[Records for identifying positions]
== == ==

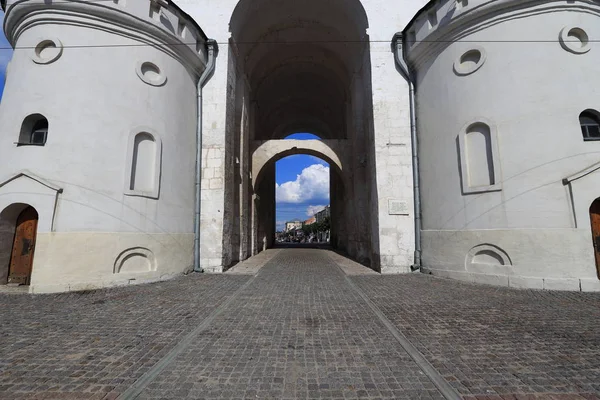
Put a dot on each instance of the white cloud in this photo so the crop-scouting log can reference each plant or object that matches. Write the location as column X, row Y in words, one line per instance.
column 312, row 210
column 312, row 183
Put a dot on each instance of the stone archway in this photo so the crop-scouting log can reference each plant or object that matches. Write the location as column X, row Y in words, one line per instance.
column 299, row 67
column 264, row 159
column 8, row 224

== == ==

Exercise prompt:
Recast all the entries above as a two-column CSV with the headers "prompt" and "response", one row per entry. Place each entry's text and its answer in a single quoted field, turn line breaks into spaces, and leave the pictures out.

Exercise output:
prompt,response
"Put a dot on each instance of the white cloud in this photo so the crop-scouting log can reference each plant or object that matches. Write the location as column X, row Y in words, one line per instance.","column 312, row 210 column 312, row 183"
"Put a dot on each instance of the stone archway in this photo so the crop-scouting log can reference each plant or object that matches. Write the location as column X, row Y in words, one line per instance.","column 299, row 67 column 264, row 159 column 8, row 224"